**** Given entries ****

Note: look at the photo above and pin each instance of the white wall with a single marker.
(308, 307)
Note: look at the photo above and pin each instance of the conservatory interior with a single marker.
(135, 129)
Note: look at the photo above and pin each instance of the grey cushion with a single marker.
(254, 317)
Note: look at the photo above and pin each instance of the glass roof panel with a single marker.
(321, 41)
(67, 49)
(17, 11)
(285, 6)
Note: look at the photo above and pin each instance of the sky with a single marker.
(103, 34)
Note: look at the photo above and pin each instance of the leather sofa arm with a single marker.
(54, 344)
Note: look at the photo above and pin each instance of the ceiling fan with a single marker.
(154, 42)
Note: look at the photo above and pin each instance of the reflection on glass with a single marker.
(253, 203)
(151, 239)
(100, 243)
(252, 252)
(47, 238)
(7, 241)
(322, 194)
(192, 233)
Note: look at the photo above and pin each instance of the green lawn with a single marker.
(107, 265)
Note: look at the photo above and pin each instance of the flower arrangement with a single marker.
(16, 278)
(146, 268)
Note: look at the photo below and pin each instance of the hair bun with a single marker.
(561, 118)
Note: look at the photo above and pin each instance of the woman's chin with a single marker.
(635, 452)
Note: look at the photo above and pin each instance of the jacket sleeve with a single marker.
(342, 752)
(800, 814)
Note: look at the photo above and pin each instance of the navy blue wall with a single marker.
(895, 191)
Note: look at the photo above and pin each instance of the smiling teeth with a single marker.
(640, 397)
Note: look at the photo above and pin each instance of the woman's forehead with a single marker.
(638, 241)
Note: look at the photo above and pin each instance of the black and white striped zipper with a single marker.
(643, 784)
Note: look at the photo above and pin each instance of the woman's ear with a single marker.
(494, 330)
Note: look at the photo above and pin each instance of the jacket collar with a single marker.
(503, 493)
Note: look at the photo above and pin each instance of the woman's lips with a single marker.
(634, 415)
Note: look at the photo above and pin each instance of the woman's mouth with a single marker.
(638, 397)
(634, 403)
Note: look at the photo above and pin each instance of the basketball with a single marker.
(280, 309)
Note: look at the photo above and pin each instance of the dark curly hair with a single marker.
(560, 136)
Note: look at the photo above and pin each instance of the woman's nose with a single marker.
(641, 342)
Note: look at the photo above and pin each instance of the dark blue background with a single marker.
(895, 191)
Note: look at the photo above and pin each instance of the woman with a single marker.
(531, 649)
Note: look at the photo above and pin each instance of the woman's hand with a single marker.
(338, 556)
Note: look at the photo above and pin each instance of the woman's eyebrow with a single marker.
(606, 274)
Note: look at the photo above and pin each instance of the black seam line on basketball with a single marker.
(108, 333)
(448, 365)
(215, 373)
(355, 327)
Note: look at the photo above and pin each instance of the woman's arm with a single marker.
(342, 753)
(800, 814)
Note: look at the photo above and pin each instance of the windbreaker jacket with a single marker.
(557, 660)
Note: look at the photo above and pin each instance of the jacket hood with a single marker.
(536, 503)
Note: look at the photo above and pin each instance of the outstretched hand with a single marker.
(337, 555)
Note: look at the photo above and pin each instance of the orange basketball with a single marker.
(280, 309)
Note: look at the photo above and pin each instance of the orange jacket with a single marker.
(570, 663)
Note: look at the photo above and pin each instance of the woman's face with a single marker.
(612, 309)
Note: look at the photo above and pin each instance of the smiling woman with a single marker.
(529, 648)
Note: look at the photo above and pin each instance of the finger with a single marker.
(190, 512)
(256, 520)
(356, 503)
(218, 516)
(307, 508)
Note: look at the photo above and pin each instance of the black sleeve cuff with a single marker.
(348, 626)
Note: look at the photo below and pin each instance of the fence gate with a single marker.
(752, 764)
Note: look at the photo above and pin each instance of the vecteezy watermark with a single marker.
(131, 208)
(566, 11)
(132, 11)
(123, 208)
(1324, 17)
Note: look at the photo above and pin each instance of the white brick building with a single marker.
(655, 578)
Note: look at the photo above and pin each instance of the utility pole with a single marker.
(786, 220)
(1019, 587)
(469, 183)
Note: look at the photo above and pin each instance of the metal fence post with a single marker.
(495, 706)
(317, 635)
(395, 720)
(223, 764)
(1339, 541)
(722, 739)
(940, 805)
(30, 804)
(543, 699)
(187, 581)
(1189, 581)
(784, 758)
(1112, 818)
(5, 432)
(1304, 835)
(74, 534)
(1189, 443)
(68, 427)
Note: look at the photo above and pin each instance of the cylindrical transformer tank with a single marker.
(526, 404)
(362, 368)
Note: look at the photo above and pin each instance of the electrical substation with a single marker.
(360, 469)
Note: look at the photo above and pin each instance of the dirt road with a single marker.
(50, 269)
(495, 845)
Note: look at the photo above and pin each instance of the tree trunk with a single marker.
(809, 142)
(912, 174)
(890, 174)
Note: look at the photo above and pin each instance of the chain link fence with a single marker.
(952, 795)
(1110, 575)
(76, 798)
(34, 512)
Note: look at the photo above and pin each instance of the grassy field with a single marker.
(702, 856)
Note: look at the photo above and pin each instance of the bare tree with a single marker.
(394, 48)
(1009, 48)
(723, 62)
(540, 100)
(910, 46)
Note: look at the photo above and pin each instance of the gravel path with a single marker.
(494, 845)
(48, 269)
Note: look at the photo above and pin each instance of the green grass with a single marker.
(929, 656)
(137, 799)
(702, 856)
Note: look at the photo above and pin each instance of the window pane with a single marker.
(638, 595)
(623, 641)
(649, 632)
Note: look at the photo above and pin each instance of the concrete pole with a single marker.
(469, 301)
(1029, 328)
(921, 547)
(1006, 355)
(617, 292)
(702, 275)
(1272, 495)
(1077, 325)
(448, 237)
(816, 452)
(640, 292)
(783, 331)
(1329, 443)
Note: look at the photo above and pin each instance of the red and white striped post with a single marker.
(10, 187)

****

- Required task: Can you quote all of the material above, line for line, without changing a single character?

- Answer to this exercise:
Note: look at the photo above and pin each instance of the white wall with a single marker.
(308, 307)
Note: look at the photo above and pin each instance of the conservatory interior with a single marker.
(135, 129)
Note: look at the photo above and pin each instance of the grey cushion with a single marker.
(254, 317)
Note: look at the photo above and pin each instance of the glass roof panel with a single marker.
(321, 41)
(67, 49)
(17, 11)
(285, 6)
Note: look at the photo above and pin each instance of the sky with a single marker.
(103, 34)
Note: look at the photo above and pin each instance of the leather sofa arm with a single marker.
(54, 344)
Note: look at the photo above and pin each instance of the ceiling fan with a single marker.
(154, 42)
Note: look at the photo above and pin each instance of the reflection on glass with a single marker.
(253, 203)
(151, 239)
(100, 243)
(252, 252)
(47, 238)
(7, 241)
(322, 194)
(192, 233)
Note: look at the photo above and pin each instance of the green lawn with a single marker.
(107, 265)
Note: look at the photo above and pin each instance of the flower arrangement with a single marker.
(16, 278)
(146, 268)
Note: look at the photo below and pin each instance of the hair bun with a single marker.
(561, 118)
Note: look at the photo above and pin each instance of the woman's chin with a single marker.
(635, 452)
Note: look at the photo above and pin each instance of the jacket sleeve with a single marker.
(342, 752)
(800, 814)
Note: look at the photo above and pin each instance of the navy blue wall with a single marker.
(895, 191)
Note: look at the photo above and pin each instance of the smiling teeth with a single marker.
(640, 397)
Note: look at the photo above and pin each instance of the woman's forehead with a single marker.
(638, 241)
Note: look at the photo above and pin each instance of the black and white striped zipper with a single marker.
(643, 784)
Note: look at the photo above and pin each instance of the woman's ear with a single marker.
(494, 330)
Note: look at the photo above and pin each instance of the jacket collar with a single marker.
(503, 493)
Note: look at the photo above and pin each instance of the woman's lips with a single marker.
(634, 415)
Note: look at the photo above and pin each instance of the woman's mouth with a single marker.
(638, 397)
(634, 403)
Note: look at the photo above and pin each instance of the basketball with a single marker.
(280, 309)
Note: look at the photo above and pin each instance of the dark curly hair with a single marker.
(560, 136)
Note: look at the photo above and pin each instance of the woman's nose with a single marker.
(641, 342)
Note: look at the photo above and pin each instance of the dark blue background with a single marker.
(895, 191)
Note: look at the photo above and pin each instance of the woman with a single marker.
(531, 649)
Note: look at the photo above and pin each instance of the woman's hand with a single marker.
(338, 556)
Note: look at the photo above and pin each instance of the woman's eyebrow with a single marker.
(606, 274)
Note: look at the photo above and pin each instance of the black seam line on basketball with a single marker.
(108, 333)
(448, 365)
(215, 373)
(355, 327)
Note: look at the photo above and pin each instance of the woman's arm with a single marker.
(342, 753)
(800, 814)
Note: look at the photo above and pin each instance of the windbreaker jacket with a single marker.
(557, 660)
Note: look at the photo above and pin each instance of the jacket hood with a single marker.
(536, 503)
Note: look at the photo above and pin each instance of the outstretched hand with a single marker.
(337, 555)
Note: look at the photo above and pin each instance of the orange basketball with a single marker.
(280, 309)
Note: look at the photo above and pin each instance of the orange jacket with a single marker.
(570, 663)
Note: look at the photo above and pin each instance of the woman's face with a single marker.
(612, 309)
Note: look at the photo above and pin each instance of the smiling woman with a single marker.
(529, 648)
Note: look at the photo above and pin each instance of the finger with a single marker.
(190, 512)
(256, 520)
(356, 503)
(218, 516)
(307, 508)
Note: look at the photo above and pin each instance of the black sleeve cuff with a single marker.
(348, 626)
Note: look at the photo below and pin each instance of the fence gate with a single marker.
(752, 764)
Note: look at the photo above and pin each instance of the vecteezy watermark with a single marker.
(131, 208)
(566, 11)
(132, 11)
(123, 208)
(1324, 17)
Note: look at the photo above and pin each instance of the white brick building with a single marker.
(655, 578)
Note: look at the photo above and pin each instance of the utility pole with a single marker.
(786, 220)
(1019, 587)
(469, 183)
Note: look at the photo above and pin each instance of the metal fence post with a single marker.
(495, 706)
(317, 635)
(395, 720)
(223, 764)
(1339, 541)
(722, 739)
(940, 805)
(30, 804)
(543, 699)
(187, 581)
(1189, 581)
(784, 758)
(1112, 818)
(5, 432)
(1304, 835)
(74, 534)
(1189, 443)
(68, 427)
Note: look at the photo above and pin each instance of the cylindrical transformer tank with a single marker.
(526, 404)
(362, 368)
Note: look at the photo above and pin each instance of the electrical substation with a single marker.
(360, 469)
Note: look at the photo above and pin each instance of the dirt road with a single marker.
(50, 269)
(495, 845)
Note: look at the photo above and pin each instance of the tree trunk with a single marker.
(809, 142)
(912, 174)
(890, 174)
Note: look at the photo above and pin each instance of the chain link fence with a single marker.
(952, 795)
(1110, 575)
(76, 798)
(34, 512)
Note: look at the photo above and pin each instance of the grassy field with a single marker.
(702, 856)
Note: look at the photo above and pin each instance of the bare tree with a single marker.
(394, 48)
(1009, 48)
(723, 62)
(540, 100)
(910, 46)
Note: look at the photo above and pin each instance of the gravel path with a single marker.
(494, 845)
(48, 269)
Note: look at the photo above and pin each instance of the green grass with a single marker.
(929, 656)
(137, 799)
(702, 856)
Note: look at the photo above and pin each instance of the window pane with a single marker.
(638, 595)
(623, 641)
(649, 632)
Note: look at the photo above and pin each instance of the concrete pole with a single marker.
(469, 301)
(1029, 328)
(921, 547)
(1006, 355)
(617, 292)
(702, 275)
(1272, 495)
(1077, 325)
(448, 237)
(816, 452)
(640, 292)
(783, 331)
(1329, 443)
Note: look at the photo above and pin each instance of the red and white striped post with a single marker.
(10, 187)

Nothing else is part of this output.